Records from a data source
________________

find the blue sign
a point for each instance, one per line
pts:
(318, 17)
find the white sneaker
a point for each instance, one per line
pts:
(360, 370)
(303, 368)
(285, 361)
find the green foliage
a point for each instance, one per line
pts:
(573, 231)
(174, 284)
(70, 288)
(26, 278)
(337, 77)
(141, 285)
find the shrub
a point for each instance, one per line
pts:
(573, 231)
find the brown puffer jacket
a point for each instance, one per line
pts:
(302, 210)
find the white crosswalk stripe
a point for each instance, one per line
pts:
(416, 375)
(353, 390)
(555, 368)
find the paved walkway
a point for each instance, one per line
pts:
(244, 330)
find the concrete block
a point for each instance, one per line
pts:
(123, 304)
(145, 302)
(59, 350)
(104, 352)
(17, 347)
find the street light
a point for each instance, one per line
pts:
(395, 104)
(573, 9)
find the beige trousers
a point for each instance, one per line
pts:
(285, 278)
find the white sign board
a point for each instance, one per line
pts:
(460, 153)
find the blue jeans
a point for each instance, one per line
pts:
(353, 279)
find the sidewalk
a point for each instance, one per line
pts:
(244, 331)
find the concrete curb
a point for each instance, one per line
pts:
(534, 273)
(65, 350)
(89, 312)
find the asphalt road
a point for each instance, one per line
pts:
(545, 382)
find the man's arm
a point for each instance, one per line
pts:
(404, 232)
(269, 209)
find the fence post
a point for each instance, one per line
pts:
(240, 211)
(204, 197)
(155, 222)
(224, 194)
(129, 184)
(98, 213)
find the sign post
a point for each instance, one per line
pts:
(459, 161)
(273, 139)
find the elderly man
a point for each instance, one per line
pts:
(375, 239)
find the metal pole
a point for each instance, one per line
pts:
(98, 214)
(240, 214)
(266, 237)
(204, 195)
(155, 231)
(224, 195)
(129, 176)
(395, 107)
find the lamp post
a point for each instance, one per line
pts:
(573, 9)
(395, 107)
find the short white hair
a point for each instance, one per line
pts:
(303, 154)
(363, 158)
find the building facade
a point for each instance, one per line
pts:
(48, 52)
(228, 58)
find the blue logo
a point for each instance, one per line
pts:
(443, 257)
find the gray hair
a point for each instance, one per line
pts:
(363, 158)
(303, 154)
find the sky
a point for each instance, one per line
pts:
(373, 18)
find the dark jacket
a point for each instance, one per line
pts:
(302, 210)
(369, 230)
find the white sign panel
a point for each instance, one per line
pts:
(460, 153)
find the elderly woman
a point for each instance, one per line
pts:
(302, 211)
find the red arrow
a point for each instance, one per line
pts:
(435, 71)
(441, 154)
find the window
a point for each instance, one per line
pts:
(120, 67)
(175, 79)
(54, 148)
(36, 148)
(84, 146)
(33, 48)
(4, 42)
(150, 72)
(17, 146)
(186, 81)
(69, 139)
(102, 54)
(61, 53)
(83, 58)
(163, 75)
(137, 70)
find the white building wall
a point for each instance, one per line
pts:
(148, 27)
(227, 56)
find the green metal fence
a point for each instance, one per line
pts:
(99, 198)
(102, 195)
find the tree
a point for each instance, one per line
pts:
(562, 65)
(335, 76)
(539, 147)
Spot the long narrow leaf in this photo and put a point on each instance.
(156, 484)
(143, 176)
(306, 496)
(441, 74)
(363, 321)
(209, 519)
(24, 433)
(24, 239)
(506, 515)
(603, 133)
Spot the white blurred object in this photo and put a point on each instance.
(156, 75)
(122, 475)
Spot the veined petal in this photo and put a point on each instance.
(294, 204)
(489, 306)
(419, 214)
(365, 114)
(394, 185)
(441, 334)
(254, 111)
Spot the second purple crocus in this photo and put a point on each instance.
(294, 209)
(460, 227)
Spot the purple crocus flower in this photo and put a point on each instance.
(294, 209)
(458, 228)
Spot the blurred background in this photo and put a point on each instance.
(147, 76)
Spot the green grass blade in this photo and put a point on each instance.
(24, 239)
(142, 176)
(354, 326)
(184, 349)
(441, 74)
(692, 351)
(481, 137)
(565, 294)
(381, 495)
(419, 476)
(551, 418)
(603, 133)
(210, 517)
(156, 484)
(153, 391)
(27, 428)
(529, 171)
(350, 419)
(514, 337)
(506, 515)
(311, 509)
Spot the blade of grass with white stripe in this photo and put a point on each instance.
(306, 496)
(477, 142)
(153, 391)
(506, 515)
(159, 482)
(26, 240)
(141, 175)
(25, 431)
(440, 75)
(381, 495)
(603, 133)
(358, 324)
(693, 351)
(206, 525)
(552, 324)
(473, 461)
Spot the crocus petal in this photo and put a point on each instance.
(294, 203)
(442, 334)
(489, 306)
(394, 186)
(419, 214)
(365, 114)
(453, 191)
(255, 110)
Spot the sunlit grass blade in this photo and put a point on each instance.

________________

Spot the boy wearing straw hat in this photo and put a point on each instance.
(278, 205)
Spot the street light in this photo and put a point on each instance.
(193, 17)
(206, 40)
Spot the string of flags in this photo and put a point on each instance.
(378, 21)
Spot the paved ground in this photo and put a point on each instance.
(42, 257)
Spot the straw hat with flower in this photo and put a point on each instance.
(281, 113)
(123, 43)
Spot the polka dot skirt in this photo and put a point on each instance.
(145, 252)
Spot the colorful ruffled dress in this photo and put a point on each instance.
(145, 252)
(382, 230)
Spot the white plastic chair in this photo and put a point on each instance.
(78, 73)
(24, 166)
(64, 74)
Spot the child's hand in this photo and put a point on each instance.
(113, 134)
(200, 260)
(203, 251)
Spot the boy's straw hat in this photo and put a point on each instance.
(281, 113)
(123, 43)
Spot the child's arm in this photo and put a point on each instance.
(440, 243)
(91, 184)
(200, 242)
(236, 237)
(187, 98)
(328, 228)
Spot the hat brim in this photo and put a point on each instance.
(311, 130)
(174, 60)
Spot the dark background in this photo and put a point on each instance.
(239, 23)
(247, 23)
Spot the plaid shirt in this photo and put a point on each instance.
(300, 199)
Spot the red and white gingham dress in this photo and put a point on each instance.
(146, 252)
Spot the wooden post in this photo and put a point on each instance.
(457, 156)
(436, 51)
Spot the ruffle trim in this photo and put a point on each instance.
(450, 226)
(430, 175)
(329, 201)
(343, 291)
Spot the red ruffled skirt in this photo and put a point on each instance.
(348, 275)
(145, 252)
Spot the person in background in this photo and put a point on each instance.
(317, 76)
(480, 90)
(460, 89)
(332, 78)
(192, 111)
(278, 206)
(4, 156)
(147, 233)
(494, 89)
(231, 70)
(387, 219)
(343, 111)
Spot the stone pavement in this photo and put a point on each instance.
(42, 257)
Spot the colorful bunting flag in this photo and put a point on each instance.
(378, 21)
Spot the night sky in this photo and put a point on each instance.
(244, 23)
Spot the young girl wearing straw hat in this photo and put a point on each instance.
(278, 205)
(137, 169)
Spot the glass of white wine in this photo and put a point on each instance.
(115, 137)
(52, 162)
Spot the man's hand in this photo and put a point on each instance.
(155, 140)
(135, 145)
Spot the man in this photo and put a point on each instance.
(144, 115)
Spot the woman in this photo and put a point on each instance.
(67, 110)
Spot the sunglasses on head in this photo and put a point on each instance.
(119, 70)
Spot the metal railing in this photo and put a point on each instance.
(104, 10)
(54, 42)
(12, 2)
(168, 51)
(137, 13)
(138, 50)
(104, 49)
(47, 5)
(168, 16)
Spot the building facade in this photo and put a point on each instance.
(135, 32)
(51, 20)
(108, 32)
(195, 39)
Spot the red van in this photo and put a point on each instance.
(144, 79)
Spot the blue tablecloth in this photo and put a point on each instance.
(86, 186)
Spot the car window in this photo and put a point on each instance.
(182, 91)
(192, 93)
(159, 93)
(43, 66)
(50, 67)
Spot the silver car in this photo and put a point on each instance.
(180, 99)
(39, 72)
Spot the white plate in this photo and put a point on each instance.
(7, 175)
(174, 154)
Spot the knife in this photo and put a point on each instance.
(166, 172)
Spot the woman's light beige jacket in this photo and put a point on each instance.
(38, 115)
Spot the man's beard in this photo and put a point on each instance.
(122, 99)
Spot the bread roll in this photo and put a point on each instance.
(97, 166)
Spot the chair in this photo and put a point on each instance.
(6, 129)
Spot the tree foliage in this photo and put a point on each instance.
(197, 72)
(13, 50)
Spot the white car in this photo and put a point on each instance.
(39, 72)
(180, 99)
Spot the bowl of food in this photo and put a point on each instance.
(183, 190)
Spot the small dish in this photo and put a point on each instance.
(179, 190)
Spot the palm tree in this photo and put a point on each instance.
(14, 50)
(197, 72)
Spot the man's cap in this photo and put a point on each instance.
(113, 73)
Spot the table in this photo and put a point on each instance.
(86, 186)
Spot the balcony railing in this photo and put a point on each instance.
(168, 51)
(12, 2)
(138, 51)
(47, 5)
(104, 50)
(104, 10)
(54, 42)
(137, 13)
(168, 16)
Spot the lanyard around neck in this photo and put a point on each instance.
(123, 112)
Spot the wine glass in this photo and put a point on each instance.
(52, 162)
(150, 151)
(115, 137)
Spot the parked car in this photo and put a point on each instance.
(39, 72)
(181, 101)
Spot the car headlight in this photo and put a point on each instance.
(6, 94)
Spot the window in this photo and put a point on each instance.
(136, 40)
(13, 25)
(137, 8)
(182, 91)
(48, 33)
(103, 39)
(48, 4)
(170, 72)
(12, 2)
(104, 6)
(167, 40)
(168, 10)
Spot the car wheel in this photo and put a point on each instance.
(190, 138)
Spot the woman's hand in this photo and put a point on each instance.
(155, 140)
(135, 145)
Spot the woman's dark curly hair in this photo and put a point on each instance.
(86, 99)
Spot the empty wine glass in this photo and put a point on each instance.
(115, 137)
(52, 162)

________________

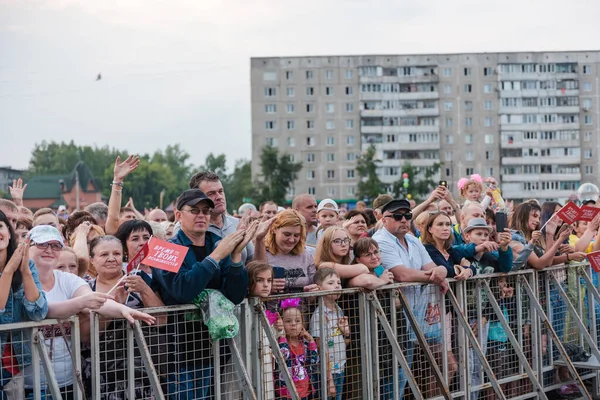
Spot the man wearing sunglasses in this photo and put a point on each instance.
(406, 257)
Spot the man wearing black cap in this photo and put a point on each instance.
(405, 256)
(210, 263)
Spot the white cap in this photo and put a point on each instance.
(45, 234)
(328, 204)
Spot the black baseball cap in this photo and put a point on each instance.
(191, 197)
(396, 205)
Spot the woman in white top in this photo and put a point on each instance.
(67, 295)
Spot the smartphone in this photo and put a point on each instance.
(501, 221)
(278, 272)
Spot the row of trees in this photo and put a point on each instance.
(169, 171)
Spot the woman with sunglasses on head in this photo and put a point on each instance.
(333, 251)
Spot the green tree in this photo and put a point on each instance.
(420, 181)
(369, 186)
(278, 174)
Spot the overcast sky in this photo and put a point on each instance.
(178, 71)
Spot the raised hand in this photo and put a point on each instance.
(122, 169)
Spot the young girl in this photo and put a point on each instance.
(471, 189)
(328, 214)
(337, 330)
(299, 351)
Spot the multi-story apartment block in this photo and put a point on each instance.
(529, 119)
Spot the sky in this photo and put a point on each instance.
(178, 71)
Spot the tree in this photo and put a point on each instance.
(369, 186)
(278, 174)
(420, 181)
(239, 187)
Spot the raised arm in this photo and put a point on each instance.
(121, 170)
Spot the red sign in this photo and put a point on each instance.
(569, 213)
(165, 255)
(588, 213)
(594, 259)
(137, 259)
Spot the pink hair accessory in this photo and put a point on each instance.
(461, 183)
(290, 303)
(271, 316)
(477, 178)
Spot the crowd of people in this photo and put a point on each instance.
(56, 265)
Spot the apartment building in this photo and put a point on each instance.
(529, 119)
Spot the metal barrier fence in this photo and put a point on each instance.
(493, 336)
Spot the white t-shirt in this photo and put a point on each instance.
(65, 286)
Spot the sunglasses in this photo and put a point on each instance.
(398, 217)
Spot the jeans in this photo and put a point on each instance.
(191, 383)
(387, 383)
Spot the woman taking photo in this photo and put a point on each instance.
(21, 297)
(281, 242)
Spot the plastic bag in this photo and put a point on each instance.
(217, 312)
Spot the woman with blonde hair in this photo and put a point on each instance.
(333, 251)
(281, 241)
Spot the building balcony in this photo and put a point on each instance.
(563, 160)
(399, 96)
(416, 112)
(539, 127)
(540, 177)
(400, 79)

________________

• **Exercise directions**:
Would you filter the records and copy out each line containing "concrete"?

• **Response**:
find the concrete block
find the concrete curb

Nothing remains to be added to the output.